Start of DATASET RECORDS

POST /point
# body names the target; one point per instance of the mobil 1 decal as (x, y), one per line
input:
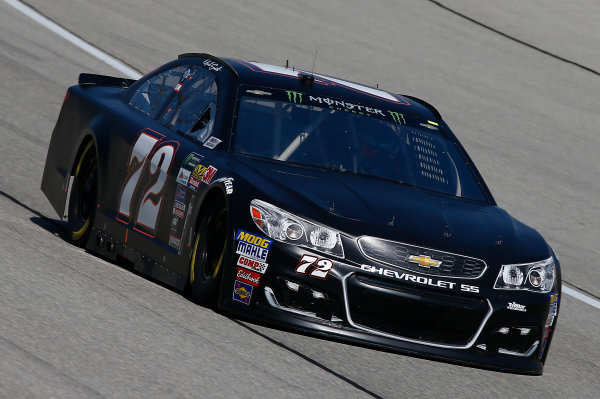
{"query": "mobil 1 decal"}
(146, 171)
(252, 246)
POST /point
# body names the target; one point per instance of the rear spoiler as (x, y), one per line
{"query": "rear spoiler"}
(103, 80)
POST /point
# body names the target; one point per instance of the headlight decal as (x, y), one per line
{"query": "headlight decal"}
(291, 229)
(535, 276)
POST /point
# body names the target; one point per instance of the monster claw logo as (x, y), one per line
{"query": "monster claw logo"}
(294, 96)
(397, 117)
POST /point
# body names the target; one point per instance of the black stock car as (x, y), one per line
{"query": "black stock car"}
(308, 201)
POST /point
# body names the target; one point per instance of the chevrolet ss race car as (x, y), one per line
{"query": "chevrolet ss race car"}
(306, 201)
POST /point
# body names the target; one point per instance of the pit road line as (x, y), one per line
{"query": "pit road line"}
(132, 73)
(88, 48)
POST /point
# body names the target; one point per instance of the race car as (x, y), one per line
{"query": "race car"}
(306, 201)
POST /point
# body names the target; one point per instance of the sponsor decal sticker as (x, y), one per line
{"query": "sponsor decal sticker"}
(397, 117)
(259, 92)
(294, 96)
(516, 306)
(346, 106)
(194, 183)
(209, 174)
(253, 239)
(248, 276)
(212, 65)
(183, 176)
(553, 309)
(252, 246)
(252, 251)
(251, 264)
(178, 212)
(212, 142)
(420, 279)
(199, 171)
(228, 182)
(180, 193)
(242, 292)
(544, 341)
(192, 160)
(175, 242)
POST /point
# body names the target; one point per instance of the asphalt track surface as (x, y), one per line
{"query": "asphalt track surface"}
(517, 82)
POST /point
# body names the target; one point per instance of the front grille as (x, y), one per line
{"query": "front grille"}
(407, 313)
(397, 253)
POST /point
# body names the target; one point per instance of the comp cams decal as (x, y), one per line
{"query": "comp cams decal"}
(252, 246)
(419, 279)
(251, 264)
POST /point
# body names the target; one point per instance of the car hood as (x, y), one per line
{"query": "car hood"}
(366, 206)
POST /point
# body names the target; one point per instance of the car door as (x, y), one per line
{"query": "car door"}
(164, 171)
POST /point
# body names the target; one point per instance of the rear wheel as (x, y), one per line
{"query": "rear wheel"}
(206, 265)
(84, 196)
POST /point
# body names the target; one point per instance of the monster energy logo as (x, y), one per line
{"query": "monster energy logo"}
(294, 95)
(397, 117)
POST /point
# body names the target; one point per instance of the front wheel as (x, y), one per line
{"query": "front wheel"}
(84, 196)
(206, 265)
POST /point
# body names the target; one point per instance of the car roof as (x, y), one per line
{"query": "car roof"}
(326, 87)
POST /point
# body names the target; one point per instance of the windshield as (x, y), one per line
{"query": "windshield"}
(298, 128)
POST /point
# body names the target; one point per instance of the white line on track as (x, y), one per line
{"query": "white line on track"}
(102, 56)
(584, 298)
(88, 48)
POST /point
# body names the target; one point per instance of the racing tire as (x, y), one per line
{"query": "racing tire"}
(84, 196)
(208, 254)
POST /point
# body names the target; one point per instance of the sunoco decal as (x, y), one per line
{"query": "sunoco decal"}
(248, 276)
(242, 292)
(420, 279)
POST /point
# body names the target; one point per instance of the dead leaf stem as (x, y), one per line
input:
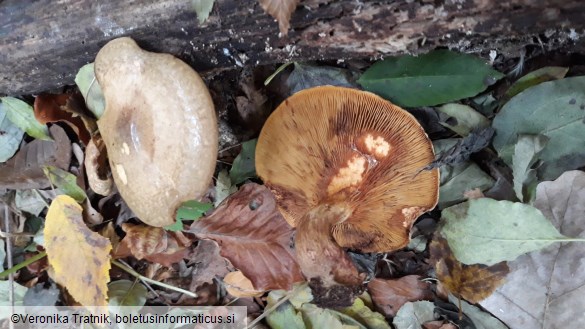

End of DATASET RECORDS

Type the entries above out again exactly, with no pictures.

POST /point
# body names the target; one point per instance of the mobil 1 decal as (x, y), one per line
input:
{"query": "mobil 1 decal"}
(146, 171)
(252, 246)
POST /point
# body names the target; one point per instance of the rear spoiler as (x, y), one per line
{"query": "rear spoiler"}
(103, 80)
POST /point
# body names the target; one point per instance of the headlight decal as (x, y), one per line
{"query": "headlight decal"}
(291, 229)
(535, 276)
POST /point
# body names the target; one point per instance of the monster claw logo as (x, y), one per line
{"query": "monster claw logo"}
(294, 96)
(397, 117)
POST /point
# body names the target; one point per instance of the black stock car as (x, y), one per line
{"query": "black stock car"}
(308, 201)
POST /point
# body names the target; one point per instance of the chevrolet ss race car as (x, y), one per line
{"query": "chevrolet ss race car"}
(306, 201)
POST /point
# body names the target; one point per instance of the pit road line as (x, y), one per line
{"query": "pit road line"}
(132, 73)
(88, 48)
POST /point
# body names the target; one point per instance of the race car as (x, y), one per line
{"query": "race car"}
(306, 201)
POST /point
# body names the target; one point per instance of the sponsor decal sticker as (x, y), one per line
{"query": "sponsor decal sticker"}
(397, 117)
(259, 92)
(294, 96)
(516, 306)
(346, 106)
(194, 183)
(209, 174)
(253, 239)
(248, 276)
(212, 65)
(183, 176)
(553, 309)
(252, 246)
(252, 251)
(251, 264)
(178, 212)
(212, 142)
(420, 279)
(199, 171)
(228, 182)
(180, 193)
(242, 292)
(544, 341)
(192, 160)
(175, 242)
POST /point
# body names the target; one point per instance of the asphalt track surface as (x, y), one per line
{"query": "asphalt track surface"}
(517, 82)
POST /point
# body names the target; one point per instance of the front grille as (x, y), one per line
{"query": "front grille"}
(407, 313)
(397, 253)
POST /point
# body names the target; one point per instance of the comp cams decal as (x, y), one per line
{"query": "comp cams decal"}
(252, 246)
(419, 279)
(251, 264)
POST /point
# body names the target; one point per instance of the car hood as (x, y), one per line
{"query": "car hood"}
(366, 206)
POST /point
# body names the target; one point per instance of the car door as (x, y), one per line
{"query": "car door"}
(164, 171)
POST /point
# body names the target; one point per instance of the rear wheel as (x, y), one per line
{"query": "rear wheel"}
(206, 265)
(84, 196)
POST /point
# body names the target; one point per instance of the monster energy logo as (x, y), one per line
{"query": "monster energy logo"}
(294, 95)
(397, 117)
POST /point
# body names the target; one point per instance of the front wheel as (x, y), one per line
{"query": "front wheel"}
(84, 196)
(206, 265)
POST /point
# body names the target; one point per instance of the car roof as (x, y), one per line
{"query": "car roof"}
(326, 87)
POST /point
# body names the target; one point per instance of the windshield as (x, y), one per line
{"query": "windshield"}
(298, 128)
POST /point
# body names the target; one point per instance of the white line on track as (x, y), one per line
{"query": "white line on track"}
(102, 56)
(584, 298)
(88, 48)
POST /point
# body names the target; one point per instance of the racing tire as (x, y), one per line
{"query": "racing tire"}
(84, 196)
(208, 254)
POST /point
# body names the target; one point per instance of the sunoco decal as (x, y), one per line
{"query": "sunoco decal"}
(248, 276)
(242, 292)
(420, 279)
POST /point
# body names the target; one point per instance of the dead leaf stem as (x, y), one per line
input:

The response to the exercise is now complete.